··· RECORDS FOR THIS TASK ···

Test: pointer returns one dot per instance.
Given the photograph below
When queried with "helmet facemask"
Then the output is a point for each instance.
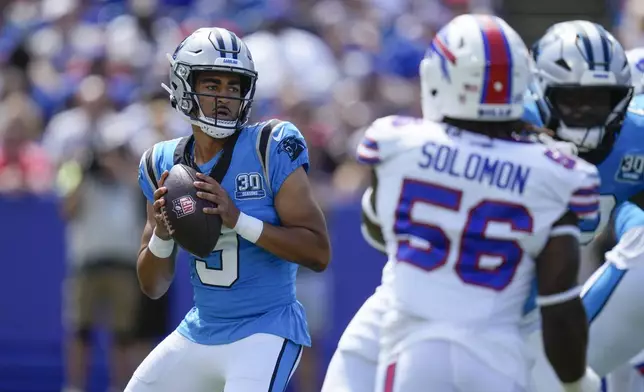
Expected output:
(192, 104)
(588, 116)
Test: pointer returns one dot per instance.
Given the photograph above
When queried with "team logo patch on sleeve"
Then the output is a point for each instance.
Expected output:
(249, 186)
(292, 146)
(184, 205)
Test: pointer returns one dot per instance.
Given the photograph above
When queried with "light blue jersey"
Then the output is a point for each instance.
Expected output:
(241, 289)
(622, 176)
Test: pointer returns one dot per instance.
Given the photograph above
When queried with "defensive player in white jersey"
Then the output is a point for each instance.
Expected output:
(465, 208)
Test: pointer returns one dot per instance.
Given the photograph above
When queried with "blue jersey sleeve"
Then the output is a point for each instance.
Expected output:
(148, 173)
(288, 151)
(627, 216)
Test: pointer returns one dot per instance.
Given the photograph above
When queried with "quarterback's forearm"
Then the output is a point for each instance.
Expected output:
(565, 336)
(299, 245)
(155, 274)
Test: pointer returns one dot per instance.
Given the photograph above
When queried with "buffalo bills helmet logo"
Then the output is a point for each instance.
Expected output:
(291, 146)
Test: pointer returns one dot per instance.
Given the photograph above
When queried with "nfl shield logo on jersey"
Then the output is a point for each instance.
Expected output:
(183, 206)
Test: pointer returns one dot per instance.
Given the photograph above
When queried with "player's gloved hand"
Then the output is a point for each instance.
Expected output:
(559, 145)
(162, 229)
(211, 190)
(590, 382)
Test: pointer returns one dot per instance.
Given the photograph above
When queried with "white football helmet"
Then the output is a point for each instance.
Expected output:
(586, 84)
(636, 61)
(211, 49)
(476, 68)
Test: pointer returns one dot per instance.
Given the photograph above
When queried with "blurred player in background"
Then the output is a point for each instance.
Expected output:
(629, 377)
(586, 89)
(459, 227)
(246, 330)
(636, 62)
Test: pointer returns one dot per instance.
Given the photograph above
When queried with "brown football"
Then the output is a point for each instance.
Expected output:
(193, 230)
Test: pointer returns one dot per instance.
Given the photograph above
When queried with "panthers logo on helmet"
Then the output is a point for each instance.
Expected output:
(184, 205)
(292, 146)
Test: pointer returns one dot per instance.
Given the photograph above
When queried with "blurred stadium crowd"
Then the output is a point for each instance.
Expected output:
(80, 100)
(81, 77)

···

DO THIS:
Pictures are to be left out; the records above must be repeated word for word.

REPLY TO THE TASK:
Test: pointer returns one dot per instance.
Given the photograph below
When queried with "helmet facemask"
Then the output is a point for each instance.
Expected output:
(192, 104)
(588, 116)
Test: pointer returns one dot per instance.
Given the photograph above
When queried with "team logo patch on sleeve"
Then the output is a point for each instance.
Expected output:
(249, 186)
(292, 146)
(184, 205)
Test: pointer returns one dot per instance.
Given the photograph above
When queried with "light blue jersey"
Then the output is a point for each instance.
Expected output:
(241, 289)
(622, 176)
Test: pointer returns one dot per instance.
Given the photograph above
When queried with "defensive player in white jersey"
Then the output is a point for each instance.
Expected output:
(465, 208)
Test: pointer returns one dot per instance.
Given the photograph above
When queried with "blue jersey sleeve"
Then the output is a point for each instance.
Expected output:
(148, 173)
(288, 151)
(627, 216)
Test: pointer returns one dot per instance.
Given the photograph above
When queried with "quarterback's forearm"
Then the output is a point for each instance.
Expected output:
(565, 336)
(299, 245)
(155, 274)
Test: pointer returns one dot per instance.
Given the photograph above
When queried with "buffalo bills helmet logo"
Then the output is a point for each instance.
Expected output:
(291, 146)
Test: pointer returns one dot per instance.
Given the photograph above
When queried with "nfl shield logo on jersey"
Then the output is a point for each instance.
Expected output:
(183, 206)
Test: pointer returns one dot per instance.
Given the photograph above
When queried with "player's gloved hand"
Then the output is a point for each instance.
Expected output:
(559, 145)
(162, 229)
(211, 190)
(590, 382)
Test: pointer returns one dot per instance.
Given the photograph above
When queried with "white football helmet"
Then the output is a point for each instance.
Expected output:
(586, 84)
(636, 61)
(211, 49)
(476, 68)
Test: pointer returns one dot per instance.
Given the photograph above
When queried with "blurred player in background"
Then the output is a point for each instance.
Expected output:
(629, 377)
(586, 89)
(459, 227)
(246, 330)
(636, 62)
Test: pointer returns one dot per instance.
Given the photograph above
When queried with "brown football"
Then the output is a point for each instance.
Expected output:
(193, 230)
Test: pointer returns one dot per instance.
Given the photograph above
When queried with "panthers logo on helmet"
Then the output is a point for each instance.
Expected output:
(184, 205)
(292, 146)
Test: pointer returns one dot per instance.
Given the photograph above
When queried with "blurred stadium crowd"
Then the output is a point for each instance.
Expected output:
(80, 100)
(81, 77)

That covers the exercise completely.